Philosophe et romancier livrés aux flics en Tunisie et en Algérie
En Tunisie, Houssem, "un des futurs philosophes et penseurs qui se comptent sur les doigts de la main", selon Henda Chennaoui, vient de faire deux mois de prison préventive. Les flics ont endommagé son ordinateur où il stockait sa future thèse. «L’emprisonner pour un joint est une aberration que la Tunisie payera cher » ont contesté ses professeurs, ses collègues et ses élèves avant sa libération. En Algérie c'est Anouar Rahmani, un jeune romancier, ayant créé le personnage du SDF qui se prend pour dieu, que les flics arrêtent et interrogent brutalement sur ses convictions religieuses. Ahmed Farah commente : "Une société qui soumet au confinement ses intellectuels et les maltraite, ne produit que des ressentiments contre le mépris et le désamour de son pays. Le vrai danger n'est pas un roman de fiction mais l'ignorance qui nous leste".
Ce passé qui nous piège, cette ignorance qui nous leste
Ahmed Farah, 9 mars 2017
(...)La semaine passée, Anouar Rahmani un jeune romancier a été entendu dans un commissariat de police et devait répondre lors de son interrogatoire de ses convictions et ses pratiques religieuses pour le livre, « La ville aux ombres blanches », qu'il a publié il y a un an et dans lequel il avait consacré un chapitre où il suggéra un dialogue entre le personnage principal, un enfant, et un SDF malade mental qui se prenait pour Dieu.
Des intellectuels le soutiennent sur les réseaux sociaux et dans la presse, exprimant leur consternation pour « l'inquisition » d'un nouveau genre que subit le jeune romancier. Des médias occidentaux ont repris cette affaire qui ne fait que reculer l'image d'un pays qui n'en avait pas besoin.
Soutenir un jeune romancier, dans un pays où le livre et la créativité artistique ne sont pas toujours les bienvenus, devient sérieusement hasardeux. L'autocensure bloque et freine la créativité littéraire qui n'est qu'artificielle et tronquée si elle n'est pas authentiquement pensée et dite comme elle est (re)sentie. L'amnésie semble toucher une société qui a vécu récemment une tragédie qui aurait pu la faire ensevelir dans les méandres de l'histoire si ce n'était la vigilance de ceux, de tout bord, qui avaient l'Algérie dans le cœur. Pour le rappeler aux amis d'Alzheimer, des centaines de femmes et d'hommes représentant les intellectuels et les artistes furent parmi les premiers à avoir payé de leur vie ce drame. La médiatisation de « l'affaire » du jeune écrivain Anouer Rahmani est une arme à double tranchant, elle peut le soustraire à une « inquisition » pour le faire basculer dans une autre plus dangereuse encore....
Une société qui soumet au confinement ses intellectuels et les maltraite, ne produit que des ressentiments contre le mépris et le désamour de son pays. Le vrai danger n'est pas un roman de fiction mais l'ignorance qui nous leste".

-- Exercices à traiter --
A - Reproduisez l'extrait du document de "Ce passé qui" à "prenait pour Dieu.", en remplaçant "commissariat de police" par "poste de gendarmerie".
B - Convertissez en CSV à deux colonnes, entree et sortie, les enregistrements depuis leur début jusqu'à la ligne contenant "(1117, 195)" incluse. Produisez une ligne par texte saisi, avec ce texte et sa réponse chacun dans un champ entre guillemets et les sauts de ligne remplacés par des espaces.

-- Données d'entrée --
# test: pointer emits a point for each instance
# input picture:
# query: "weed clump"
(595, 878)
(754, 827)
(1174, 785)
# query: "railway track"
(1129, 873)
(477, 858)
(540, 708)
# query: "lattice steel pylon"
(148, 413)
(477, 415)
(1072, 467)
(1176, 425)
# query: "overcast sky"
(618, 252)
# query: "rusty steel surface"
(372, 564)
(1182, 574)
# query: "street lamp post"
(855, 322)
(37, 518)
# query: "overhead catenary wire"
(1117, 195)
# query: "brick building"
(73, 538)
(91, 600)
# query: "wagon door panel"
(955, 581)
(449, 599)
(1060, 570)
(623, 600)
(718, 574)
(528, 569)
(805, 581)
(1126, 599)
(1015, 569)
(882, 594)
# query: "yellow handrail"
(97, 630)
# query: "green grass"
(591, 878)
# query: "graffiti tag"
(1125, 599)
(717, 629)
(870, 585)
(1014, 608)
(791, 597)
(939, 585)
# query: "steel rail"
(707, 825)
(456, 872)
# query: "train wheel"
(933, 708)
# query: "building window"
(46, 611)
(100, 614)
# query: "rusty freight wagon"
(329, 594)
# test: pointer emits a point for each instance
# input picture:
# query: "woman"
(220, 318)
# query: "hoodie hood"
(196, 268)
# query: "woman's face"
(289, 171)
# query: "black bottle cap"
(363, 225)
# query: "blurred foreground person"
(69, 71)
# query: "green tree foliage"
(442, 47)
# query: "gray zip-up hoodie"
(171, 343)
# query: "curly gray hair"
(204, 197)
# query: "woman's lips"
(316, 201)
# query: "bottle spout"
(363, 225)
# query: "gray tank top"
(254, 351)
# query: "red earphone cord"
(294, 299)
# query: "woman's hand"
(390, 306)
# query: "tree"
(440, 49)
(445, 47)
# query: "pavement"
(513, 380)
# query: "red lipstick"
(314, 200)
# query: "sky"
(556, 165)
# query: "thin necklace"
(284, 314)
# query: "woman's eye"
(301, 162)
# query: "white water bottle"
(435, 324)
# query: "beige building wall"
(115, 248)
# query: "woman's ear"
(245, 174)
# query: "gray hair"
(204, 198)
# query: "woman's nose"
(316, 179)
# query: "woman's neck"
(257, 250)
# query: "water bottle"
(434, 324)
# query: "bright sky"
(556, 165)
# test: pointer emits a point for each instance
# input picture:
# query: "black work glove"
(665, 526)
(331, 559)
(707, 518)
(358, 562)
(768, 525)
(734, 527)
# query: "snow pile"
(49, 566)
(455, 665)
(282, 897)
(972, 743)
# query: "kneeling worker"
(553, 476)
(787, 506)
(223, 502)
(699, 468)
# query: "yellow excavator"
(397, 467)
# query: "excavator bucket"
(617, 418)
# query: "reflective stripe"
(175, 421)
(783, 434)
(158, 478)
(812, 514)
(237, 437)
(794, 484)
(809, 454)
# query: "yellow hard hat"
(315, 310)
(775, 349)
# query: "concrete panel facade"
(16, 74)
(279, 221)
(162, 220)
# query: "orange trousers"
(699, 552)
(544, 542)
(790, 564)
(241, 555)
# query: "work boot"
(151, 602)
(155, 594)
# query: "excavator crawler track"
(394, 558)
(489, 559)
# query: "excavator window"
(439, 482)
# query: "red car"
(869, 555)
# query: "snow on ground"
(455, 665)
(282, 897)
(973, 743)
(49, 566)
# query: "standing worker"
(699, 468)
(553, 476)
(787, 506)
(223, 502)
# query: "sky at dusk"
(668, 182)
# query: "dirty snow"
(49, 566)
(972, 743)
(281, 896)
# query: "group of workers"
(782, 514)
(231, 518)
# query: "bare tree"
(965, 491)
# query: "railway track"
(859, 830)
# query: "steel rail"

-- Corrigés des exercices --
A -
Ce passé qui nous piège, cette ignorance qui nous leste
Ahmed Farah, 9 mars 2017
(...)La semaine passée, Anouar Rahmani un jeune romancier a été entendu dans un poste de gendarmerie et devait répondre lors de son interrogatoire de ses convictions et ses pratiques religieuses pour le livre, « La ville aux ombres blanches », qu'il a publié il y a un an et dans lequel il avait consacré un chapitre où il suggéra un dialogue entre le personnage principal, un enfant, et un SDF malade mental qui se prenait pour Dieu.

B -
entree,sortie
"# test: pointer emits a point for each instance # input picture: # query: ""weed clump""","(595, 878) (754, 827) (1174, 785)"
"# query: ""railway track""","(1129, 873) (477, 858) (540, 708)"
"# query: ""lattice steel pylon""","(148, 413) (477, 415) (1072, 467) (1176, 425)"
"# query: ""overcast sky""","(618, 252)"
"# query: ""rusty steel surface""","(372, 564) (1182, 574)"
"# query: ""street lamp post""","(855, 322) (37, 518)"
"# query: ""overhead catenary wire""","(1117, 195)"